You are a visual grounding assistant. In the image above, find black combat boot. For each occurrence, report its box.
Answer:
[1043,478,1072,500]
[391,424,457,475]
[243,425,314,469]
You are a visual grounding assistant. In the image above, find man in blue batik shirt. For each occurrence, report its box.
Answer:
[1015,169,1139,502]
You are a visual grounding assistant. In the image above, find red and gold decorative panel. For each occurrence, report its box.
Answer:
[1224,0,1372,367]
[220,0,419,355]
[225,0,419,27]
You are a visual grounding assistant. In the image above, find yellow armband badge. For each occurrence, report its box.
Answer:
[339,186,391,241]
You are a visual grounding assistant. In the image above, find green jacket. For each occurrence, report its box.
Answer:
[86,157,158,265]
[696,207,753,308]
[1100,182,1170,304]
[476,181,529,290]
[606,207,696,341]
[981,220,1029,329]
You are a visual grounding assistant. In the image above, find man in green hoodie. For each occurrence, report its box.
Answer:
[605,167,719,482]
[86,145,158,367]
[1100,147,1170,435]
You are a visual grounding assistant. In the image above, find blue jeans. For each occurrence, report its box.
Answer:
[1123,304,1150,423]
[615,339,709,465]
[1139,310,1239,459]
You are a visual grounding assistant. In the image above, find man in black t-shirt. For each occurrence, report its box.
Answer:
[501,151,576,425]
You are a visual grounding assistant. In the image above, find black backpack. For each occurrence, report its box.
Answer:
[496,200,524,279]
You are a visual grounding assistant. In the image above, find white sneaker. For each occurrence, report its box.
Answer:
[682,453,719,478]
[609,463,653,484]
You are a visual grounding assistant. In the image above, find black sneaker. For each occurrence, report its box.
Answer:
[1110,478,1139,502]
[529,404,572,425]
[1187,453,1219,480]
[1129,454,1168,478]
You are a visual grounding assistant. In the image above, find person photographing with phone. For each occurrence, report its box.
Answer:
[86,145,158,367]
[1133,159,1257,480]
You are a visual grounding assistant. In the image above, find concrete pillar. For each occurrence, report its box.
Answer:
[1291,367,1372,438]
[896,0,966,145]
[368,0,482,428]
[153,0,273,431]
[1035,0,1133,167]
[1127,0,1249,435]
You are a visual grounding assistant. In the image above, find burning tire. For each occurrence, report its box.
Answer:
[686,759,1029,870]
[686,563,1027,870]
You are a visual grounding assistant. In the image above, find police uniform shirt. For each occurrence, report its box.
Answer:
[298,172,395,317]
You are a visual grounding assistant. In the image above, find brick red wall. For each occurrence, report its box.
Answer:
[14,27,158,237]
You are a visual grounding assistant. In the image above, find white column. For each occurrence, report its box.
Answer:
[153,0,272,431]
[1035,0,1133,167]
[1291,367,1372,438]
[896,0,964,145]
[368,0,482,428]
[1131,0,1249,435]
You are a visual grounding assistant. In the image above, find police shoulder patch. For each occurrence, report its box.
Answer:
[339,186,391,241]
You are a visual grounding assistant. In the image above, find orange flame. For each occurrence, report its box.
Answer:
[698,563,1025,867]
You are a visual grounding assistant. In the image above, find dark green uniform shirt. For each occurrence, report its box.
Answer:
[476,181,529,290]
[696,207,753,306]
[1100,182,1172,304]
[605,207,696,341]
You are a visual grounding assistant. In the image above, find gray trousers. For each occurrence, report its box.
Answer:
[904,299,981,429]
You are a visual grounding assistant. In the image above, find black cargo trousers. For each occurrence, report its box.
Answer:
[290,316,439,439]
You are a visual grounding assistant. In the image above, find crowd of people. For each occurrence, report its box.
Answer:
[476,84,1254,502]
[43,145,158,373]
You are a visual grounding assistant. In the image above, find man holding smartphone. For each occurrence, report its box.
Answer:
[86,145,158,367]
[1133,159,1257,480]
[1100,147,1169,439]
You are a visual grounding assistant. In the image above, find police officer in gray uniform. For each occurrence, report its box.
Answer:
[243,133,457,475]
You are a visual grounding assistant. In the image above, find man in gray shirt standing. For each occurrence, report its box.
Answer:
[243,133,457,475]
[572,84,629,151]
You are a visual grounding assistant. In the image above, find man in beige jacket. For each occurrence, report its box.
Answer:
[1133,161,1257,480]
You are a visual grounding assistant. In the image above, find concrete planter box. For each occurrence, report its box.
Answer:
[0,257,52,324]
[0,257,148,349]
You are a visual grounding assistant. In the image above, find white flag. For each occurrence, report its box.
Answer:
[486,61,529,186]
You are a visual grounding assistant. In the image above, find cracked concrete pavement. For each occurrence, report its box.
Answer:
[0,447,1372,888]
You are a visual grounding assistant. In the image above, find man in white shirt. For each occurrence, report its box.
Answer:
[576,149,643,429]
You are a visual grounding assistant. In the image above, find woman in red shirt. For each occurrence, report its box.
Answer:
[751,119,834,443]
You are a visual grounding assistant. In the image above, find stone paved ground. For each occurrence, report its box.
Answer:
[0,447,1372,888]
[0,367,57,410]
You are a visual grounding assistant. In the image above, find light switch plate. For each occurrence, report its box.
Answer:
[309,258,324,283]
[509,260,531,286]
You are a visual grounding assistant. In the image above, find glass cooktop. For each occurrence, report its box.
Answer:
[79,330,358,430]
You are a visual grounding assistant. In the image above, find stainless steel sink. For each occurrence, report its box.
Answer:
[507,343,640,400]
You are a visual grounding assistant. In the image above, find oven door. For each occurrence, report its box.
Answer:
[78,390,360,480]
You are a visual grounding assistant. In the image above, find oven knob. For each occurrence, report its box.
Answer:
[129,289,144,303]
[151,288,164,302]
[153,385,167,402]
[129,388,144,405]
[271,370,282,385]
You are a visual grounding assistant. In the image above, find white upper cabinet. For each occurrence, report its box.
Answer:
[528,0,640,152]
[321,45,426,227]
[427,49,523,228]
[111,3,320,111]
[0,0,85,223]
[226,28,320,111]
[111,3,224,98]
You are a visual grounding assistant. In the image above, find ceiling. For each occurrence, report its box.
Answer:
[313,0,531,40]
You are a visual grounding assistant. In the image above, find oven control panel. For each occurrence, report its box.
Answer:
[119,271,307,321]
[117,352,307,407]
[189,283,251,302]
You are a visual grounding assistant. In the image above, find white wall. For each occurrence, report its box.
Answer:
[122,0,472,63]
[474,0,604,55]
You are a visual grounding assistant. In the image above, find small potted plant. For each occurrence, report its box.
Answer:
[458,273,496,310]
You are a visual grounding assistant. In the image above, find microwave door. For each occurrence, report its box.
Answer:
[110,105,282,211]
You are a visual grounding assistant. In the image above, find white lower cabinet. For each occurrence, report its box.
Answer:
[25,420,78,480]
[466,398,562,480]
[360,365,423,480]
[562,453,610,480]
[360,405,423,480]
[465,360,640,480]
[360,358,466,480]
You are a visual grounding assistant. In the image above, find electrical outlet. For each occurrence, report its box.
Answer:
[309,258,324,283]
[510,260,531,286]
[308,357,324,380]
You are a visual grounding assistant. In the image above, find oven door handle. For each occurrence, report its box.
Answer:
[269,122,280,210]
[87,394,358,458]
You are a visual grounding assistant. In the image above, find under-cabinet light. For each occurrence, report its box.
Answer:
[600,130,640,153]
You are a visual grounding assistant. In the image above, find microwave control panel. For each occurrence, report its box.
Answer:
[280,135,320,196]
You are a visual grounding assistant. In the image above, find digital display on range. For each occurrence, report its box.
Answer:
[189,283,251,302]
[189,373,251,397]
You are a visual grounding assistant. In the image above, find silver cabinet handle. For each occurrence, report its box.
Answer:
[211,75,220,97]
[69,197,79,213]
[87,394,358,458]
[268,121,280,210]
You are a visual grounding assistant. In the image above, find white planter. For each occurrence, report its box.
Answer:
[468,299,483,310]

---

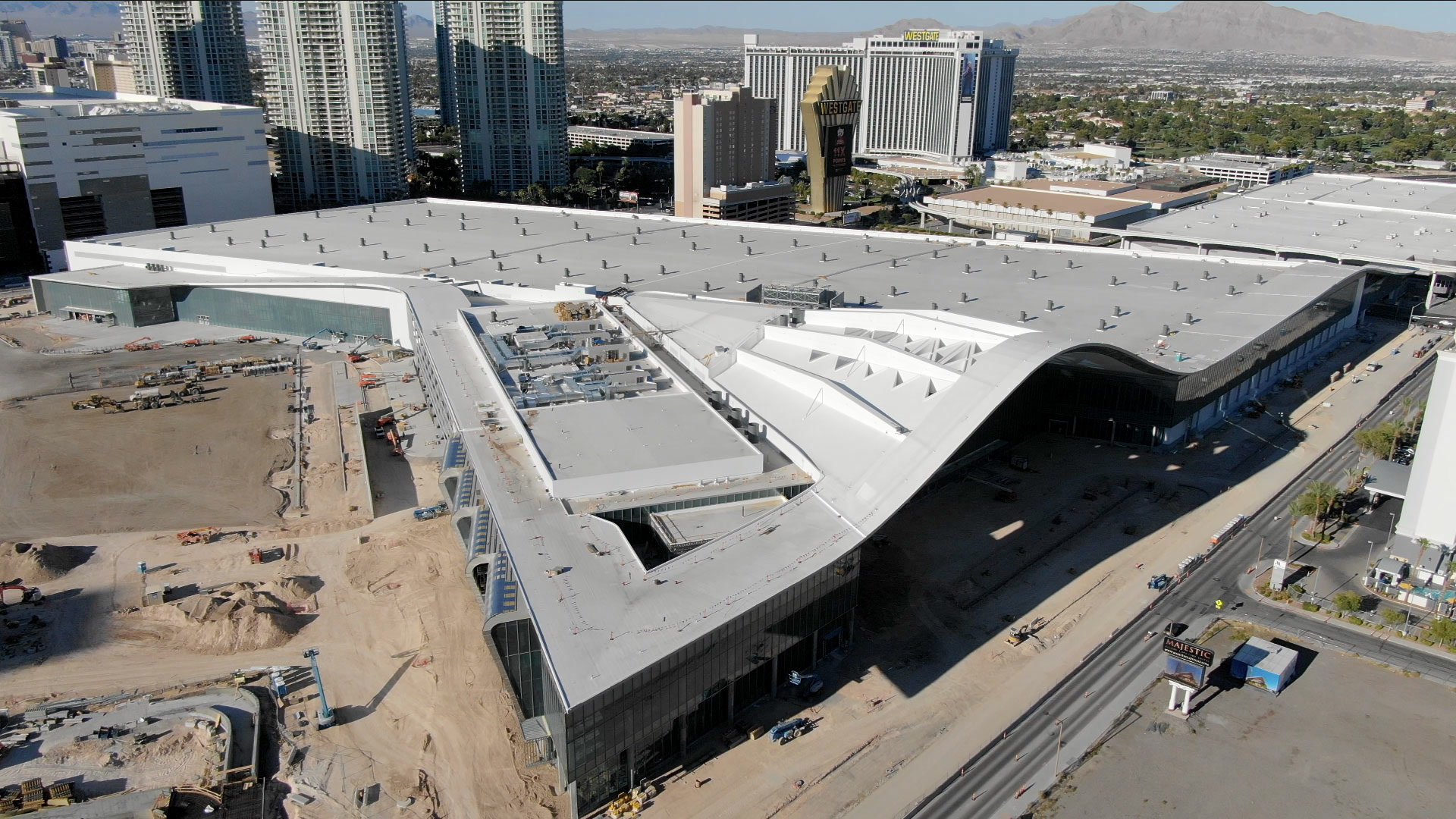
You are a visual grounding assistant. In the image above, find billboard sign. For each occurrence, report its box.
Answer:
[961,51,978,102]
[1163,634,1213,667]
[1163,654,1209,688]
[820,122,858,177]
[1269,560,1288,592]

---

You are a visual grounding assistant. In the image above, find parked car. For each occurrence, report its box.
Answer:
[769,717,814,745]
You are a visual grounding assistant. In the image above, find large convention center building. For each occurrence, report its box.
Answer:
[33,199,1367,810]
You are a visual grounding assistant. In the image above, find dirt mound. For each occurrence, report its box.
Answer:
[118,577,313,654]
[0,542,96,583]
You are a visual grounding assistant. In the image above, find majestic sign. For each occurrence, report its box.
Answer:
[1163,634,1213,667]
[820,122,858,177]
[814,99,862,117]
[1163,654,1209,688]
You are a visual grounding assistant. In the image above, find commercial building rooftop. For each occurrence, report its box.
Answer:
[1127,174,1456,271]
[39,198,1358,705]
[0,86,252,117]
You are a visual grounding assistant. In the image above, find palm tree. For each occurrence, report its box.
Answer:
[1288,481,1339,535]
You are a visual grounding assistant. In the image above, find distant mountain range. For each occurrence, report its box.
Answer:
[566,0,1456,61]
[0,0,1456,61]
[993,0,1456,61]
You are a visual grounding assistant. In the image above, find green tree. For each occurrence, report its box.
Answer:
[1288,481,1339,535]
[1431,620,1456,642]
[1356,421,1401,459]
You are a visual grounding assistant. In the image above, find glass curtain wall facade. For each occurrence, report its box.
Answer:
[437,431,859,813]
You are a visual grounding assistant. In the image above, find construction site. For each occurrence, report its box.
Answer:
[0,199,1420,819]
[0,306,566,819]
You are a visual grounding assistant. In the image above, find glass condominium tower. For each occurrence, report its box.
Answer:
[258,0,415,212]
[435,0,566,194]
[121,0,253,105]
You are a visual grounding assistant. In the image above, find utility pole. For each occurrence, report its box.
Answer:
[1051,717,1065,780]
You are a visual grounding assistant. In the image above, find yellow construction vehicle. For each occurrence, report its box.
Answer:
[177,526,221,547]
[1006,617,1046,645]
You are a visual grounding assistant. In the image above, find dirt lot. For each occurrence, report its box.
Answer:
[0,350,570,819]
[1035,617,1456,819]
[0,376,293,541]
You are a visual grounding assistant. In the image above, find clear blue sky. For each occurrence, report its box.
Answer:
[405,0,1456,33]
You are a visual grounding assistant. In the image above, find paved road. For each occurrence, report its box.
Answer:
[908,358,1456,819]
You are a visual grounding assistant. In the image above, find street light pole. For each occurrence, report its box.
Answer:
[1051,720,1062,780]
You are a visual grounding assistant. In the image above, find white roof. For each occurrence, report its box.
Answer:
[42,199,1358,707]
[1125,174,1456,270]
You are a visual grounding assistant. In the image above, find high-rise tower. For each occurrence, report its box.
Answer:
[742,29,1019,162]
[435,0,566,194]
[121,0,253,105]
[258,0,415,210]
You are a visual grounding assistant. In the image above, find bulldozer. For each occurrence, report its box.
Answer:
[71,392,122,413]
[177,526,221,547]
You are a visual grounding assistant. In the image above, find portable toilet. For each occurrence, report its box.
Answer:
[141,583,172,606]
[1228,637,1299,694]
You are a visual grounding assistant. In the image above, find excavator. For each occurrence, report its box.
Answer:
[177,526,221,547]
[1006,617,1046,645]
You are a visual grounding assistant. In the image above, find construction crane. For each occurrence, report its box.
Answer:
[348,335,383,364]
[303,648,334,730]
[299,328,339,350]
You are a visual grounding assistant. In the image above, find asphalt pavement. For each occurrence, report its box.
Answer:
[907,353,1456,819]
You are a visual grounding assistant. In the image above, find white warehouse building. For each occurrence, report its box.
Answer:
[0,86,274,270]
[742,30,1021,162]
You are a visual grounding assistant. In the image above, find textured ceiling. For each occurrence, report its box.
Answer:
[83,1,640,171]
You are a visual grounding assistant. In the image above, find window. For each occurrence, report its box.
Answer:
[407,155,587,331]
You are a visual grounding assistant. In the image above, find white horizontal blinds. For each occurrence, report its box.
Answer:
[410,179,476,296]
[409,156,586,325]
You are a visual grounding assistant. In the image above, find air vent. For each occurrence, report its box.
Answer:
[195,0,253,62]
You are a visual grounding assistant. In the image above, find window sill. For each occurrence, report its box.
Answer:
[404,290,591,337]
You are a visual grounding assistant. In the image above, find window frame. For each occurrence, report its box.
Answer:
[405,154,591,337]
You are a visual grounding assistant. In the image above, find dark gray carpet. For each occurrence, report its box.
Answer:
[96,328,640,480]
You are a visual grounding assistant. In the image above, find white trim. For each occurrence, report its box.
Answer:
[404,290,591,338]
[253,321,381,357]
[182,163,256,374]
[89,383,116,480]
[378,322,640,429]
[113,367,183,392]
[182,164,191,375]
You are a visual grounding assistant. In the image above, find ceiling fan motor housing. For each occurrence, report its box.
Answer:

TASK DIRECTIONS –
Reproduce, without alteration, all of the records from the line containing "warehouse building. For each occurrence, report its box." down to the line containing "[407,155,587,331]", including both of those lines.

SOLUTION FOR THIS EXERCISE –
You are a visual grounding assistant. In the image above, find white warehouse building. For each occurrence, report its box.
Answer:
[0,86,274,270]
[742,30,1021,162]
You are a visual grounding assistant. In the image above, find textured ceiling. For each occurrence, report its box.
Answer:
[83,1,640,171]
You are a visual grounding assistant. In the image above, find window. For each occurrence, report its box.
Answer:
[407,155,587,331]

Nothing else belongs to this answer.